Set problem: Rewrite the items below, switching "photograph" to "image" wherever it occurs and leaving everything else unchanged. Leave the pictures out of your answer.

Data items

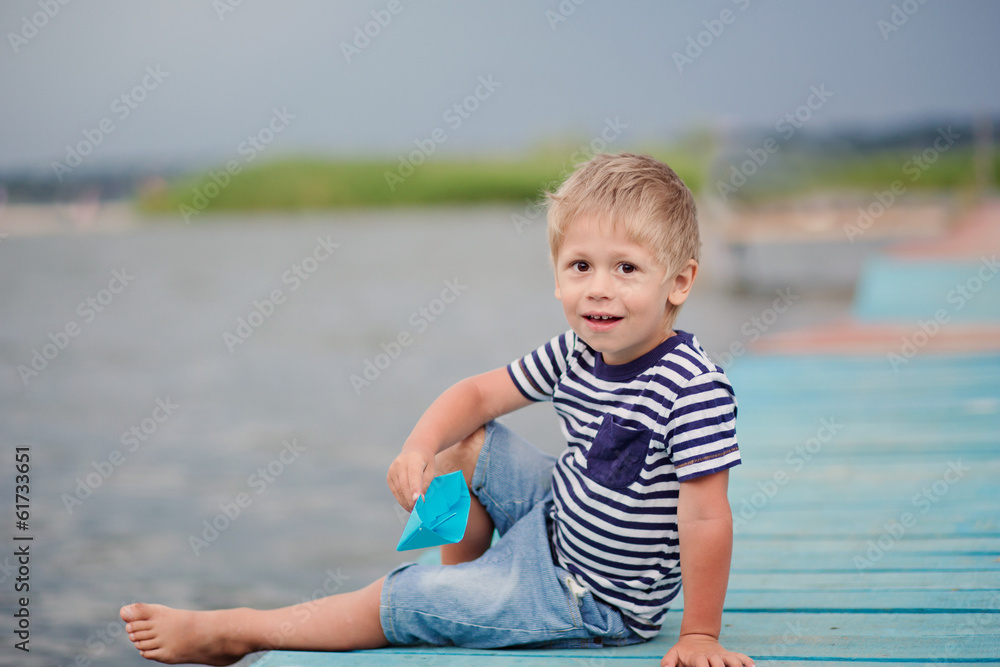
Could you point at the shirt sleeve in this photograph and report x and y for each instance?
(537, 374)
(701, 433)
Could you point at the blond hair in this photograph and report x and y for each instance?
(643, 195)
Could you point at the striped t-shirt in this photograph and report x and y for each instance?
(635, 431)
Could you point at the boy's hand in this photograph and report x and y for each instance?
(702, 651)
(409, 476)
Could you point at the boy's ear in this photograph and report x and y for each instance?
(682, 283)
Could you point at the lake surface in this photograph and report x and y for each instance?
(181, 456)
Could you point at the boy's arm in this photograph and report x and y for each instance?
(705, 531)
(456, 414)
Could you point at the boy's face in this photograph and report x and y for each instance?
(613, 290)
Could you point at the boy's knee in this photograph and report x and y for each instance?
(463, 455)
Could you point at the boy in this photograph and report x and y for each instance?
(594, 545)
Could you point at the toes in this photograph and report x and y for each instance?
(141, 636)
(135, 612)
(138, 626)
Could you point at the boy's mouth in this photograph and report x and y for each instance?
(601, 322)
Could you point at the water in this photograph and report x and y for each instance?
(116, 516)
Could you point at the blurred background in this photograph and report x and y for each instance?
(243, 245)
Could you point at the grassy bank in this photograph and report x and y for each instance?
(310, 183)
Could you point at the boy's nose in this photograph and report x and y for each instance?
(599, 286)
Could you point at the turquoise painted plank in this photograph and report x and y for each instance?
(907, 289)
(867, 579)
(822, 544)
(978, 602)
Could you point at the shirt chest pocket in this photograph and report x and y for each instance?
(617, 453)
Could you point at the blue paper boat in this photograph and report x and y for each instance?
(440, 517)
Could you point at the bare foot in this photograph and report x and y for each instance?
(178, 636)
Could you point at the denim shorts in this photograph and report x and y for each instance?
(513, 595)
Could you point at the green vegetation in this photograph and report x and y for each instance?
(311, 183)
(314, 183)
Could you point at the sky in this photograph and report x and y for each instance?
(200, 82)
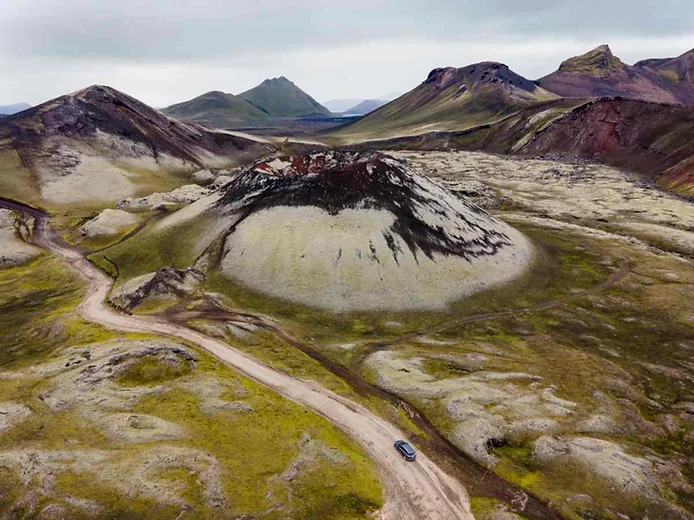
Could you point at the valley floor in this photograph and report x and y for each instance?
(568, 393)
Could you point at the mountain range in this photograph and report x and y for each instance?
(451, 99)
(600, 73)
(273, 99)
(594, 106)
(99, 145)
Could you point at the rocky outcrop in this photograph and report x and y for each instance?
(108, 222)
(13, 250)
(167, 282)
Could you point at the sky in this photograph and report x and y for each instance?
(163, 52)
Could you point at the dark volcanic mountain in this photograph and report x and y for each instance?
(279, 97)
(600, 73)
(350, 230)
(649, 138)
(276, 98)
(450, 99)
(678, 72)
(99, 144)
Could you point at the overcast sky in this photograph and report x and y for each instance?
(167, 51)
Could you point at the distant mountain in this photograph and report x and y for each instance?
(338, 106)
(653, 139)
(450, 99)
(678, 72)
(13, 109)
(600, 73)
(217, 109)
(99, 145)
(279, 97)
(276, 98)
(366, 106)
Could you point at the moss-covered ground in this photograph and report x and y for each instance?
(254, 448)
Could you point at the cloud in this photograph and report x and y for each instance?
(166, 51)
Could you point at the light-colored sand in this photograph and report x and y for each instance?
(344, 262)
(566, 191)
(183, 195)
(413, 491)
(108, 222)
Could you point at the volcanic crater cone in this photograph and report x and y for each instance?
(361, 230)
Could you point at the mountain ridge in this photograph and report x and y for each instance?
(274, 98)
(98, 144)
(451, 99)
(599, 73)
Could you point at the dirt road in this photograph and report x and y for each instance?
(413, 491)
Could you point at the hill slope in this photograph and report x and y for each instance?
(99, 145)
(217, 109)
(678, 72)
(366, 106)
(599, 73)
(450, 99)
(653, 139)
(279, 97)
(273, 99)
(8, 110)
(342, 231)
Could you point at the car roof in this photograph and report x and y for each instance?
(408, 449)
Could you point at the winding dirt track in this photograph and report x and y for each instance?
(413, 491)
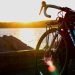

Task solution:
Could you point at the shirt sleeve in this image and report x and y for each instance?
(537, 374)
(701, 433)
Could you point at the blond hair in this image and report x and y for each instance?
(643, 195)
Could you point at the striped t-shirt in this image and report x and y for each instance?
(635, 431)
Could you point at the boy's hand in this image and report x and y for each instance?
(702, 651)
(409, 476)
Could you point at the boy's ear in this image and report x and y for each instance?
(682, 283)
Could you point at the lake surface in this image and report x and y for each instance?
(181, 456)
Could you point at the boy's arm in this image and report x and y for each instance?
(705, 531)
(456, 414)
Could you point at the boy's face in this image and report x and y for each instance?
(613, 290)
Could you point at the boy's knee in this image and report x and y for each instance?
(463, 455)
Could you point at the boy in this image and report x and y for each instance?
(594, 545)
Could you point at the toes in this image and report x and y for each instance?
(141, 636)
(135, 612)
(138, 626)
Could you point at the boy's mouth in this image and report x and y for each instance?
(601, 322)
Could you point at the water in this image and report x and y for each instance?
(116, 516)
Could you point at the blurred background in this image and report x and y for each instance?
(243, 245)
Could you point at the grassy bank in this image and report x and y for each instance?
(310, 183)
Could you point at the boy's nose in this image and report x and y for each instance?
(599, 286)
Could you point at the turquoise painted plank in this image and report x and y for each instance?
(907, 289)
(867, 579)
(822, 544)
(978, 602)
Could you point at the shirt chest pocket in this image and report x and y for each instance?
(617, 453)
Could you point at the blue paper boat in this image and report x and y for each instance?
(440, 517)
Could you point at the bare foot in this image and report x and y for each instance?
(178, 636)
Could you point at the denim shorts in this image and report x and y for each instance?
(513, 595)
Could you point at the green vegetation in this image and report x and y for each instance?
(311, 183)
(314, 183)
Could you point at the sky in this image and report x and y for each instance?
(200, 82)
Could you point at the valley floor in this image and report x and y for each instance?
(568, 393)
Could you point at the mountain range in this image and report x and y for each instance?
(451, 99)
(600, 73)
(273, 99)
(594, 106)
(99, 145)
Could you point at the rocky outcrop in this image and report x and y for each instance?
(108, 222)
(13, 250)
(167, 282)
Could you point at the sky in this image and report x and y for each instance?
(163, 52)
Could you point at the dark volcanic mountain in this image and report x and y for each instance?
(279, 97)
(600, 73)
(350, 230)
(649, 138)
(276, 98)
(450, 99)
(678, 72)
(99, 144)
Could you point at the overcast sky in this image and report x and y for each instance?
(167, 51)
Could you point at the distant mountain in this image and report x and y for each instance?
(338, 106)
(653, 139)
(450, 99)
(678, 72)
(13, 109)
(600, 73)
(217, 109)
(99, 145)
(279, 97)
(276, 98)
(366, 106)
Could you point at the moss-covered ground in this image and report x and y for each instance?
(254, 448)
Could you point at the cloud in this image and report x and y for each instance?
(166, 51)
Could you point at the light-colored sand in this image and report x and y for each instance?
(344, 262)
(566, 191)
(183, 195)
(413, 491)
(108, 222)
Could you point at the volcanic crater cone in this image and report x and y for each instance?
(361, 230)
Could you point at the mountain ridge in this image and report x and y for each instance?
(274, 98)
(98, 144)
(451, 99)
(599, 73)
Could you point at the dirt road in this image and report x and y for each instance?
(413, 491)
Could you point at the hill slope in this image and report x and y for each instance?
(99, 145)
(217, 109)
(678, 72)
(366, 106)
(599, 73)
(450, 99)
(653, 139)
(279, 97)
(273, 99)
(8, 110)
(342, 231)
Could you point at the car roof in this image and report x and y for each instance?
(408, 449)
Could you point at the winding dirt track in this image and report x and y for each instance?
(413, 491)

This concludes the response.